Quoted passage:
-- Opening Marker --

Assuming a profit margin of 20% for Phase 2A, E&O stands to rake in RM3.4 billion in profits over the 15-year period of the development. It is unclear in which year of development the STP2 Phase 2A is at the moment.

However, the 253-acre land has been fully reclaimed, and E&O initially targeted to launch the first property project under STP2A by the end of last year. It is not clear whether the launch has taken place.

Nevertheless, the disposal is deemed as fair, according to Wan Mustaqim Wan Ab Aziz of Kenanga Research. This is because the disposal is based on a price-to-book value of 0.5 times, which the research house believes is fair, and takes into account the deceleration of E&O’s business activities during the Covid-19 pandemic.

E&O had a book value per share of RM1.22 as at Dec 31, 2020.

“E&O sank into losses of RM196 million in FY2020, compared with a profit of RM61.9 million for FY2019, with lower sales (-45%) with the completion of several development projects. For 9MFY2021 ended March, E&O continued to record lower sales (-57%) and lower profit (-70%) especially under the pandemic situation.

“Based on Sime Darby’s recent 6MFY2021 results, E&O contributed share of profit of RM12 million, or 1% of our FY2021E core net profit, which has fairly minimal impact on the group’s earnings and NTA (net tangible assets) position (less than 1.0 sen),” says Wan Mustaqim in a March 29 report.

E&O’s substantial shareholders might hold on to shares

The conditional mandatory general offer (MGO) of 60 sen per share is deemed fair by many analysts, as it represents a price-to-book value of 0.5 times, which is in line with comparable companies in the property development sector.

However, there might still be investors who would like to hold on to their shares in Eastern & Oriental Bhd, especially because the offeror Amazing Parade Sdn Bhd and its parties acting in concert (PAC) do not intend to take the group private.

-- Closing Marker --

Given data:
-- Opening Marker --

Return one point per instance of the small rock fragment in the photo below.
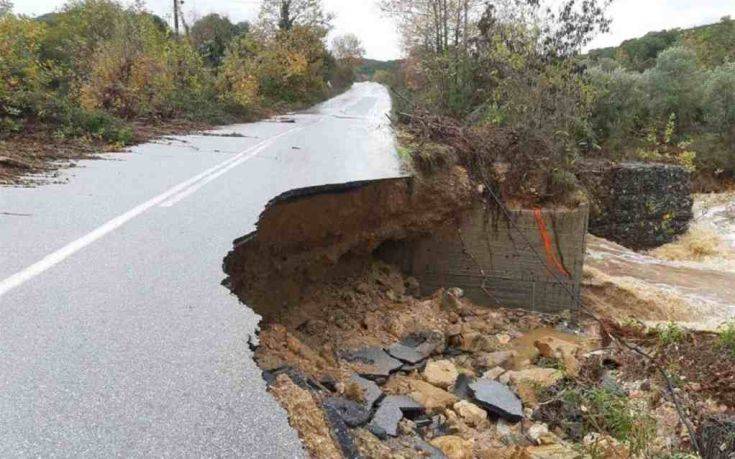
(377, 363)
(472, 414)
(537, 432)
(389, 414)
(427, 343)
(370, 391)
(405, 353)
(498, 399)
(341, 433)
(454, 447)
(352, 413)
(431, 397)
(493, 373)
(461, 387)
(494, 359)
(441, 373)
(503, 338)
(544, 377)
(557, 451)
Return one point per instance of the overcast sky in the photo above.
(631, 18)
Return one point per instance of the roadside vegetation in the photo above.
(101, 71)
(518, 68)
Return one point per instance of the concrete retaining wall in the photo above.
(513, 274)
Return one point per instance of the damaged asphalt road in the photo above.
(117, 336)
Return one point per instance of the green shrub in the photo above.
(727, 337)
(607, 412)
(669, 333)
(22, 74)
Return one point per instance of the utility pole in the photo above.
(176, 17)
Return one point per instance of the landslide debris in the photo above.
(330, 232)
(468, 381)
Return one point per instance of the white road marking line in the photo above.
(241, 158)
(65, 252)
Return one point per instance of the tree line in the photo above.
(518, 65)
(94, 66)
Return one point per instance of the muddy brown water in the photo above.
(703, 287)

-- Closing Marker --

Explore the material:
(a) Repeat the E&O article word for word, starting at the words "Nevertheless, the disposal" and ending after the words "Dec 31, 2020.".
(b) Carry on the E&O article from where it ends.

Set of answers:
(a)
Nevertheless, the disposal is deemed as fair, according to Wan Mustaqim Wan Ab Aziz of Kenanga Research. This is because the disposal is based on a price-to-book value of 0.5 times, which the research house believes is fair, and takes into account the deceleration of E&O’s business activities during the Covid-19 pandemic.

E&O had a book value per share of RM1.22 as at Dec 31, 2020.

(b)
The offer price of 60 sen too is considered quite low on a historical basis. Some of the substantial shareholders’ entry prices are quite high, as they bought the stakes years ago when E&O’s share price was much higher than it is now.

Sime Darby Bhd, the seller of the 10.98% stake to Amazing Parade, originally acquired 318.3 million shares in E&O in September 2011, at RM2.30 apiece. Sime Darby owned 30% of E&O back then.

Besides Amazing Parade, which is the private investment vehicle of Kerjaya Propek Group Bhd’s founder Datuk Tee Eng Ho, the other major shareholder of E&O is Tan Sri Wan Azmi Wan Hamzah through Sweetwater SPV Sdn Bhd, with a 9.1% stake.

Wan Azmi acquired the stake in March 2019. He is likely to continue to hold the stake in E&O, as he had said, when interviewed by The Edge Financial Daily then, that he was committed to taking a long-term view of a company that one has little to dislike.

Interestingly, when Wan Azmi acquired the stake in 2019, it was the second time he emerged as a substantial shareholder in E&O. The first stint was between 2005 and 2011. He exited when Sweetwater SPV sold 9.1% of its stake in E&O to Sime Darby.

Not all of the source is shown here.